Instruction 1: Reproduce the passage on Canada's possible retaliatory tariffs and Alberta's oil exports word for word.

Text block:
# # # #
Canada will not let the oil-producing province of Alberta suffer the biggest blow of any Canadian retaliatory tariffs in response to potential U.S. import levies, said Jonathan Wilkinson, Canadian Energy and Natural Resources Minister.

The potential tit-for-tat tariffs have created concern that Alberta, the oil heartland of Canada, would be hurt by possible restrictions on Canadian crude oil exports to the United States.

Canada has reportedly drafted a list of U.S. goods worth about US$105 billion that it could tax with tariffs if President Donald Trump moves to impose tariffs on imports from Canada.

Canada’s federal government has threatened to restrict crude oil exports in response to Trump’s idea of imposing tariffs on Canadian imports.

But Alberta has said it would not support restricting oil exports to the U.S.
# # # #
Rows from a segmentation dataset
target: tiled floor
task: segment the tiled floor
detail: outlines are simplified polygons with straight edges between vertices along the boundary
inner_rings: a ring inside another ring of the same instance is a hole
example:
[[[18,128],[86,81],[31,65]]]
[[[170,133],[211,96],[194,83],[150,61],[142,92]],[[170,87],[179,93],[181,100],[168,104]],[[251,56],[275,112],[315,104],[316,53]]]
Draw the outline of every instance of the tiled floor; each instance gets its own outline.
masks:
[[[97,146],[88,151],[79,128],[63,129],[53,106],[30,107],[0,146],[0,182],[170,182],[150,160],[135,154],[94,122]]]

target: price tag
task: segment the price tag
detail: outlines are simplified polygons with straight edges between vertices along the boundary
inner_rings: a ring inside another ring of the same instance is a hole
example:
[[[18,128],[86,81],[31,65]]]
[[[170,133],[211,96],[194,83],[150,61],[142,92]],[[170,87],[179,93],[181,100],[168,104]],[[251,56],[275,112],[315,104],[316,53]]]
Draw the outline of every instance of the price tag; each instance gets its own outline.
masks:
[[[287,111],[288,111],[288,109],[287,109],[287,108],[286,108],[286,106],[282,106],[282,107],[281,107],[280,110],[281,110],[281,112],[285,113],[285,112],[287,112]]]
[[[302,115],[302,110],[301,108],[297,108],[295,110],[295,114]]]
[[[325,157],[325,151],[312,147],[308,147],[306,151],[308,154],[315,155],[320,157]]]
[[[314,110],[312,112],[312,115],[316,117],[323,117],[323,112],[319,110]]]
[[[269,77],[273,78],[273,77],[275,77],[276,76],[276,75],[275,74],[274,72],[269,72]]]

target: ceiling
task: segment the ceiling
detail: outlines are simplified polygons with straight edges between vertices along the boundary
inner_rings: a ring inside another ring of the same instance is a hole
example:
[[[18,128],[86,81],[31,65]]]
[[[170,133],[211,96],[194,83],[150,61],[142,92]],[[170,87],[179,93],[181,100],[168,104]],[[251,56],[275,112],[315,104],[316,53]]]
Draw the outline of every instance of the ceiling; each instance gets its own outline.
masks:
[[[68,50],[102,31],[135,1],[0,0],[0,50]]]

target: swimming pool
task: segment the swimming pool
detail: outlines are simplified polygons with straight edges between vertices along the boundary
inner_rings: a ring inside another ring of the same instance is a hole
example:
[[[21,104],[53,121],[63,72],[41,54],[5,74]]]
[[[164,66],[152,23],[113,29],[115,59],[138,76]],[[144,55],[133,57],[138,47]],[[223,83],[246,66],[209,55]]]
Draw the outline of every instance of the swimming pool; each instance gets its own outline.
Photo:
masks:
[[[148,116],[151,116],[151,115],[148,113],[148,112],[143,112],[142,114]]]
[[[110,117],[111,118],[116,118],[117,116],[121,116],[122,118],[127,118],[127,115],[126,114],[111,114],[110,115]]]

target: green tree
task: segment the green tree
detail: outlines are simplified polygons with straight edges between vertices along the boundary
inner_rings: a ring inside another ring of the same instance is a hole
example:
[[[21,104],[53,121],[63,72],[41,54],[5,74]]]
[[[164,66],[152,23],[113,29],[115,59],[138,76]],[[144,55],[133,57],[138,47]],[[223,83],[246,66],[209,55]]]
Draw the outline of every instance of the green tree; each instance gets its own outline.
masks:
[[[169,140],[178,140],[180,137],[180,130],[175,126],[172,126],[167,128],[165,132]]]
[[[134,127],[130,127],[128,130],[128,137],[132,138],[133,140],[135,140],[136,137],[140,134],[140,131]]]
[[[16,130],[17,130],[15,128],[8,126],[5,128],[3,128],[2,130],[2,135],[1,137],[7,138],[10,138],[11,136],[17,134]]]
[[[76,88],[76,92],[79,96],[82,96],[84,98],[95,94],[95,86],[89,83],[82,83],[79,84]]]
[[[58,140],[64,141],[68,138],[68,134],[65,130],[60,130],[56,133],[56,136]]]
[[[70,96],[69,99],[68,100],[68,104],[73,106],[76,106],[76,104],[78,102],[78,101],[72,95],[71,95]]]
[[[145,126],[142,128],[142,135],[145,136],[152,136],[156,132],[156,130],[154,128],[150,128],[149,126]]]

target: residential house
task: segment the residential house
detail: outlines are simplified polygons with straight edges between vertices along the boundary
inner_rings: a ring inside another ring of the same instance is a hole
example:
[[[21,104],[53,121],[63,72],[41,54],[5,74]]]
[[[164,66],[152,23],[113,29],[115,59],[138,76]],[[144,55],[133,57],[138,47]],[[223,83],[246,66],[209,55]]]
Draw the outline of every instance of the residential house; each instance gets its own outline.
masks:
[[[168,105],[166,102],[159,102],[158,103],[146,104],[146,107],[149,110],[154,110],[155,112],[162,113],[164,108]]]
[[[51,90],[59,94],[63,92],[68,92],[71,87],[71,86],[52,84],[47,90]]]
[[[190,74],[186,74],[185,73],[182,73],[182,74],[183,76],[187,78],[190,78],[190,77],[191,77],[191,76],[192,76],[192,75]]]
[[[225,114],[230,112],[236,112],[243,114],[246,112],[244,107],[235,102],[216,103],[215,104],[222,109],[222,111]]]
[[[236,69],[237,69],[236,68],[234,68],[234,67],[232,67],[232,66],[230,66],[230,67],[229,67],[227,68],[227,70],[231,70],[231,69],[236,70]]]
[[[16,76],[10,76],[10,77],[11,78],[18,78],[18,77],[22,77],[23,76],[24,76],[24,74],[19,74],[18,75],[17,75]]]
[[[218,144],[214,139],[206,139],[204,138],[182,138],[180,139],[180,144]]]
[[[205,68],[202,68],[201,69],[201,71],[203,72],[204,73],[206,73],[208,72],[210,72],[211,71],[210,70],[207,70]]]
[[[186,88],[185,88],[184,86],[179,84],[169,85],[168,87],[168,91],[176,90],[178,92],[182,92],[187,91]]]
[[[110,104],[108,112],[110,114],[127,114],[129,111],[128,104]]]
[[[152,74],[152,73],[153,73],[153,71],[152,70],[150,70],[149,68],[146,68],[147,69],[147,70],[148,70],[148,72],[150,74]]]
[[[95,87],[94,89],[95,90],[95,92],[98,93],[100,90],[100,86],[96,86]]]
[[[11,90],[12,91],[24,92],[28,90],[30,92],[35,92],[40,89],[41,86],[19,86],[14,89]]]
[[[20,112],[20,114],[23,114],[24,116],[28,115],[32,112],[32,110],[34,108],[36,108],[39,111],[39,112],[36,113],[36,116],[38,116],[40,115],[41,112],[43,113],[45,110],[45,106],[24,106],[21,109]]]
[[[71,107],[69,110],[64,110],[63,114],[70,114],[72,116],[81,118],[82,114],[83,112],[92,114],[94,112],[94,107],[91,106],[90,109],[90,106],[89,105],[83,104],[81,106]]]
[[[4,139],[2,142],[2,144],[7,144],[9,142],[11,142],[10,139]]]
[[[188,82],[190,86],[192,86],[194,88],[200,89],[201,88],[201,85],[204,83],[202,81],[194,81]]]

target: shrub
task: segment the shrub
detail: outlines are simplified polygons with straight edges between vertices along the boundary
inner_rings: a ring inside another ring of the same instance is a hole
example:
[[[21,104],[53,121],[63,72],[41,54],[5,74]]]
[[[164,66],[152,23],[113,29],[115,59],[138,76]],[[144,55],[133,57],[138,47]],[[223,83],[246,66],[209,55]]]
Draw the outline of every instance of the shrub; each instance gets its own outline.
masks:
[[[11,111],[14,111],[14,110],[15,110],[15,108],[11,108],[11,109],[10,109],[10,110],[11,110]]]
# # # #
Instruction 2: Write out everything in the rows from the line containing "target: shrub" down to the final row, copying each line verbatim and including that first line.

Full response 1:
Canada will not let the oil-producing province of Alberta suffer the biggest blow of any Canadian retaliatory tariffs in response to potential U.S. import levies, said Jonathan Wilkinson, Canadian Energy and Natural Resources Minister.

The potential tit-for-tat tariffs have created concern that Alberta, the oil heartland of Canada, would be hurt by possible restrictions on Canadian crude oil exports to the United States.

Canada has reportedly drafted a list of U.S. goods worth about US$105 billion that it could tax with tariffs if President Donald Trump moves to impose tariffs on imports from Canada.

Canada’s federal government has threatened to restrict crude oil exports in response to Trump’s idea of imposing tariffs on Canadian imports.

But Alberta has said it would not support restricting oil exports to the U.S.

Full response 2:
target: shrub
task: segment the shrub
detail: outlines are simplified polygons with straight edges between vertices along the boundary
inner_rings: a ring inside another ring of the same instance is a hole
example:
[[[21,104],[53,121],[63,72],[41,54],[5,74]]]
[[[164,66],[152,23],[113,29],[115,59],[138,76]],[[144,55],[133,57],[138,47]],[[223,83],[246,66],[209,55]]]
Draw the outline of every instance of the shrub; each instance gets its own outline.
masks:
[[[11,111],[14,111],[14,110],[15,110],[15,108],[11,108],[11,109],[10,109],[10,110],[11,110]]]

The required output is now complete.